■ DOCUMENT EXTRACT
»»

FDA looks into regulating CBD in food, beverages and more
The US Food and Drug Administration announced Tuesday that it will hold a public hearing next month to discuss developing a regulatory framework for the use of CBD in consumer products, including foods and beverages.
CBD, the abbreviation for cannabidiol, is one of the non-psychoactive ingredients in cannabis, increasingly thought to offer wide-ranging health benefits, with few side effects and low risk of addiction or abuse. Tetrahydrocannabinol or THC is the main psychoactive component of the cannabis plant.
FDA Commissioner Dr. Scott Gottlieb said in a statement that the move was part of an effort to build “lawful pathways by which appropriate products containing cannabis or cannabis-derived compounds can be marketed” and made “more predictable and efficient.”
Gottlieb, who announced last month that he was resigning from his post, also renewed his pledge to crack down on companies promoting “unfounded, egregious claims about their products’ ability to limit, treat or cure cancer, neurodegenerative conditions, autoimmune diseases, opioid use disorder, and other serious diseases.”

««

■ APPLY WHAT YOU READ
A. For each statement below, say yes or no according to the CBD article, and quote the words of the article that decide it.
(i) The FDA's public hearing on CBD is to take place next month.
(ii) THC is one of the non-psychoactive ingredients in cannabis.
(iii) Gottlieb had announced his resignation before this statement.
B. Summarize the CBD article in two sentences.
C. Answer these questions from the CBD article.
(i) What is CBD an abbreviation for?
(ii) On what day of the week did the FDA make its announcement?
(iii) What post does Scott Gottlieb hold?

■ DATA BLOCK
»»

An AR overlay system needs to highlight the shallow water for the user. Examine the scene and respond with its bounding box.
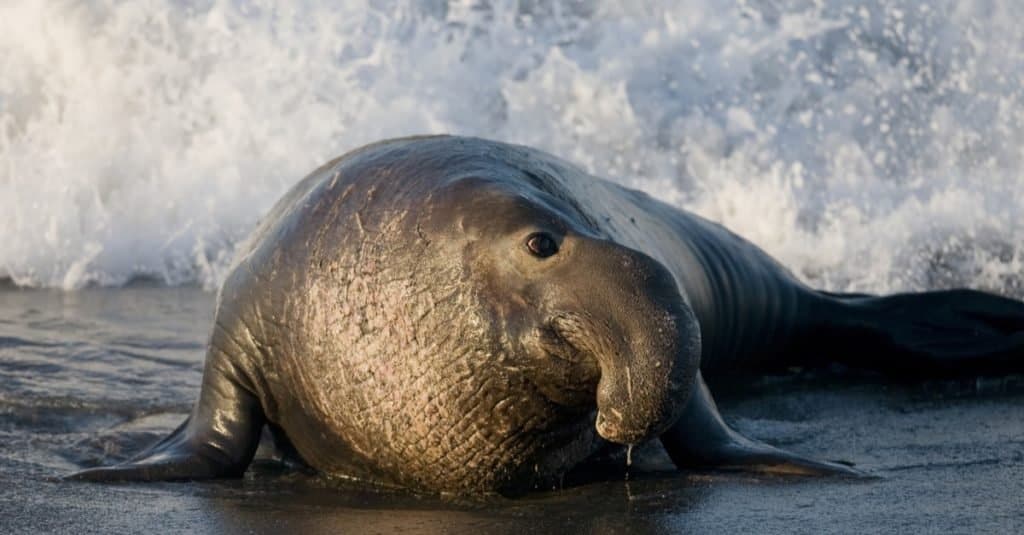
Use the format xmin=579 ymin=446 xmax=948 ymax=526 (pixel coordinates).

««

■ ANSWER SECTION
A.
(i) Yes: "it will hold a public hearing next month"
(ii) No: "Tetrahydrocannabinol or THC is the main psychoactive component of the cannabis plant."
(iii) Yes: "Gottlieb, who announced last month that he was resigning from his post"

B. The US Food and Drug Administration will hold a public hearing next month on a regulatory framework for CBD, a non-psychoactive cannabis ingredient, in consumer products such as foods and beverages. Commissioner Scott Gottlieb, who is resigning, said the aim is lawful, more predictable pathways for marketing such products, and he renewed his pledge to act against companies making unfounded claims that their products treat serious diseases.

C.
(i) Cannabidiol.
(ii) Tuesday.
(iii) FDA Commissioner.